Article
Lets start with saying that I think this is a valid criticism. 

Although it does not solve things 100%, it does solve the heart of the 
problem for me at least: 
There is a mixture of index operators with functional operators in the 
syntax: 
The [] operator gives the reader the 'where' context and the () gives the 
reader the 'what' context. If you are using all your arguments via () 
causes the readability problem. So while not having full operator 
overloading, you still have to use .Add() instead of '+', the grammar is 
now consistent and concise and separates the 'where' from the 'what'.

Also, please consider that different users have a different 'value scale' 
to gain from this proposal:
To a gonum user, this proposal is about a 20% improvement and nothing to 
run home about.
To a matlab/python programmer, this solves about 80% of their problems and 
combining this with the other benefits of Go is enough to strongly consider 
switching to Go.

Realistically, I don't think that I can convince the Go core dev team to 
add full operator overloading and that is 
probably the only way to achieve what you are suggesting... if you have 
another way to achieve this, I am open
In the end of the day, the question to ask is whether or not we 
are better off in implementing this.

Data excerpt
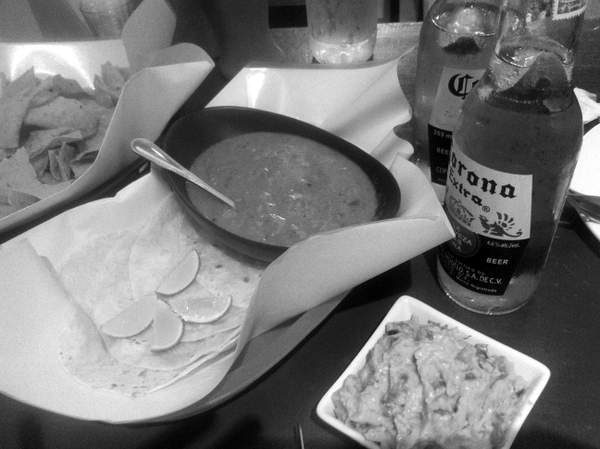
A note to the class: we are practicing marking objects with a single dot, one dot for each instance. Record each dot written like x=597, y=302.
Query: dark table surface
x=559, y=327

Your instructions
Write what comes next in the post about the Go indexing proposal, picking up right after its last sentence.

Exercise answer
On Tuesday, October 6, 2020 at 9:33:17 AM UTC+3 jonr...@gmail.com wrote:

> i think this looks nice but realistically only cleans up v simple cases.  
> a lot of the very-verbose-and-not-so-elegant-looking multidimensional math 
> stuff looks "worse" than other languages because go doesn't have operator 
> overloading.  it is not clear to me this improves syntax too much in 
> practice on it's own.  (this is not a request to add operator overloading 
> but merely the non-controversial statement that operator overloading can 
> help math-heavy code look more "hand drawn" sometimes).
>
> the gorgonia example is indicative of the issue: nil may be less 
> aesthetically pleasing than ":" (or not) but it's unlikely the surrounding 
> code looks anything like the math as expressed on paper by hand either.
>
> gonum is quite convenient even with this...code that uses it can look a 
> bit more 1960s than other languages but it is simple and super-clear.  i 
> like that i am never (read: rarely) confused by () or , or [] etc 
> characters in go.  if you could find a way to cover more ground the change 
> would look more compelling to me.
>
> On Mon, Oct 5, 2020 at 12:04 PM Raanan Hadar <rha...@gmail.com> wrote:
>
>> It actually didn't change that much, I just applied your valuable 
>> feedback. Thanks alot!
>>
>> Its critical to communicate clearly.
>> so I changed the before and after part of the proposal to be more 
>> approachable to people who 
>> are less familiar with numerical libraries in Go.
>>
>> Its not a trivial proposal in that the main audience will probably use it 
>> in a library and not in vanilla Go.
>> But it was still a very valid point.
>>
>> thanks again.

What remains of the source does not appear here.